> [READING TEXT]:
■ ■ ■ ■ ■ ■ ■
In part A, I want you to forecast how much cash is taken out of 4 different ATM machines for May 2010. The data is given in a single file. The variable ‘Cash’ is provided in hundreds of dollars, other than that it is straight forward. I am being somewhat ambiguous on purpose to make this have a little more business feeling. Explain and demonstrate your process, techniques used and not used, and your actual forecast. I am giving you data via an excel file, please provide your written report on your findings, visuals, discussion and your R code via an RPubs link along with the actual.rmd file Also please submit the forecast which you will put in an Excel readable file.
I made these csvs and uploaded them to github for reproducibility purposes
partA_data <- read.csv("https://raw.githubusercontent.com/jonburns2454/DATA-624/refs/heads/main/Project%201%20Data/ATM624Data.csv")
library(tidyverse)
library(naniar)
library(readxl)
library(fpp3)
library(forecast)
library(ggfortify)
library(gridExtra)
# Convert DATE to Date type
partA_data$DATE <- mdy_hms(partA_data$DATE)
# Summarize the data
summary(partA_data)
## DATE ATM Cash
## Min. :2009-05-01 00:00:00.00 Length:1474 Min. : 0.0
## 1st Qu.:2009-08-01 00:00:00.00 Class :character 1st Qu.: 0.5
## Median :2009-11-01 00:00:00.00 Mode :character Median : 73.0
## Mean :2009-10-31 19:11:48.27 Mean : 155.6
## 3rd Qu.:2010-02-01 00:00:00.00 3rd Qu.: 114.0
## Max. :2010-05-14 00:00:00.00 Max. :10920.0
## NA's :19
# Plot the data
# 1. Cash distribution by ATM
ggplot(partA_data, aes(x = ATM, y = Cash)) +
geom_boxplot() +
labs(title = "Cash Distribution by ATM", x = "ATM", y = "Cash")
# 2. Cash over time
ggplot(partA_data, aes(x = DATE, y = Cash, color = ATM)) +
geom_line() +
labs(title = "Cash Over Time", x = "Date", y = "Cash")
# 3. Total cash per ATM
total_cash <- partA_data %>%
group_by(ATM) %>%
summarize(Total_Cash = sum(Cash))
ggplot(total_cash, aes(x = ATM, y = Total_Cash, fill = ATM)) +
geom_bar(stat = "identity") +
labs(title = "Total Cash per ATM", x = "ATM", y = "Total Cash")
The amount of missingness across actual categorized atms (ATM1-ATM4) is minimal as you can see from the table and visualization, a majority of the missingness comes from the unlabeled atm variables which make up 74% of the missingness. The cash column has the only instance of missingness.
gg_miss_var(partA_data) +
labs(title = "Missing Data ATM dataset")
gg_miss_var(partA_data, facet = ATM) +
labs(title = "Missing Data by ATM Category")
■ ■ ■ ■ ■ ■ ■
> [INPUT DATA]:
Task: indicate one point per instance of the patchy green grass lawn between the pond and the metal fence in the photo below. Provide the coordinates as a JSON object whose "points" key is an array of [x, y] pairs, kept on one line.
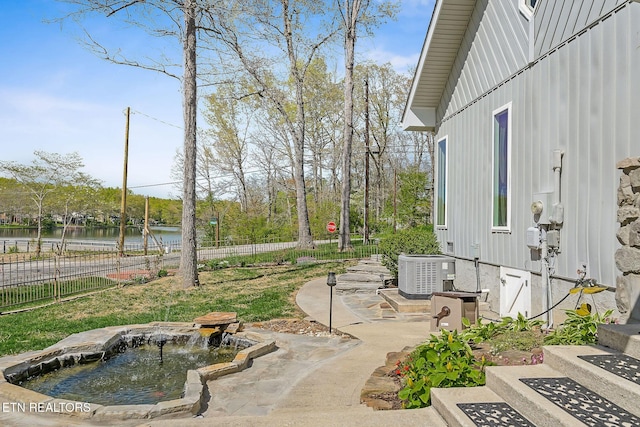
■ ■ ■ ■ ■ ■ ■
> [WHAT YOU NEED TO DO]:
**a)** Answer these questions about the ATM forecasting text, one per line:
(i) In what unit is the variable 'Cash' given?
(ii) What maximum value does the summary output report for Cash?
(iii) What share of the missingness comes from the unlabeled ATM variables?
**b)** Write out the part of the ATM forecasting text that begins at the words "library(forecast)" and ends after the words "summary(partA_data)", replacing "Date type" with "datetime type".
**c)** Continue the ATM forecasting text from the point where it stops.

> [TASK-BY-TASK OUTPUTS]:
**a)**
(i) Hundreds of dollars
(ii) 10920.0
(iii) 74%

**b)**
library(forecast)
library(ggfortify)
library(gridExtra)
# Convert DATE to datetime type
partA_data$DATE <- mdy_hms(partA_data$DATE)
# Summarize the data
summary(partA_data)

**c)**
missing_by_atm <- partA_data %>%
group_by(ATM) %>%
summarise(across(everything(), ~ sum(is.na(.)), .names = "missing_{col}"))
total_missing <- colSums(is.na(partA_data))
missing_by_atm <- missing_by_atm %>%
mutate(across(starts_with("missing_"), ~ . / total_missing[match(sub("missing_", "", cur_column()), names(total_missing))] * 100, .names = "percent_{col}"))
missing_by_atm
## # A tibble: 5 × 5
## ATM missing_DATE missing_Cash percent_missing_DATE percent_missing_Cash
## <chr> <int> <int> <dbl> <dbl>
## 1 "" 0 14 NaN 73.7
## 2 "ATM1" 0 3 NaN 15.8
## 3 "ATM2" 0 2 NaN 10.5
## 4 "ATM3" 0 0 NaN 0
## 5 "ATM4" 0 0 NaN 0
Ensuring DATE and Cash are correctly formatted so all of the autoplot functions can run smoothly
atm_data <- partA_data %>%
mutate(DATE = as_date(DATE), Cash = as.integer(Cash))
To combat the missingness I will filter the dataset for any date prior to 2010-05-01 because this data is completely empty after that data. Next I will use mean imputation (grouped by atm) to fill in the remaining 5 missing cash data. Lastly I will convert this data.frame object to a tsibble and create a key and index.
atm_data <- atm_data %>%
filter(DATE < "2010-05-01") %>%
group_by(ATM) %>%
mutate(Cash = ifelse(is.na(Cash), mean(Cash, na.rm = TRUE), Cash)) %>%
ungroup()
atm_data <- as_tsibble(atm_data, index = DATE, key = ATM)
The trend plot from the STL decomposition reflects that there really is no trend in the data, while showing a strong weekly season, with consistent dips in the cash reserve. The remainder graph shows that there is seemingly random variation though most of the two year period, until around March 2010 when there is consistent increased variation.
atm1_auto <-atm_data %>%
filter(ATM == "ATM1") %>%
autoplot(Cash) +
ggtitle("Pre-Transformation Autoplot: ATM1")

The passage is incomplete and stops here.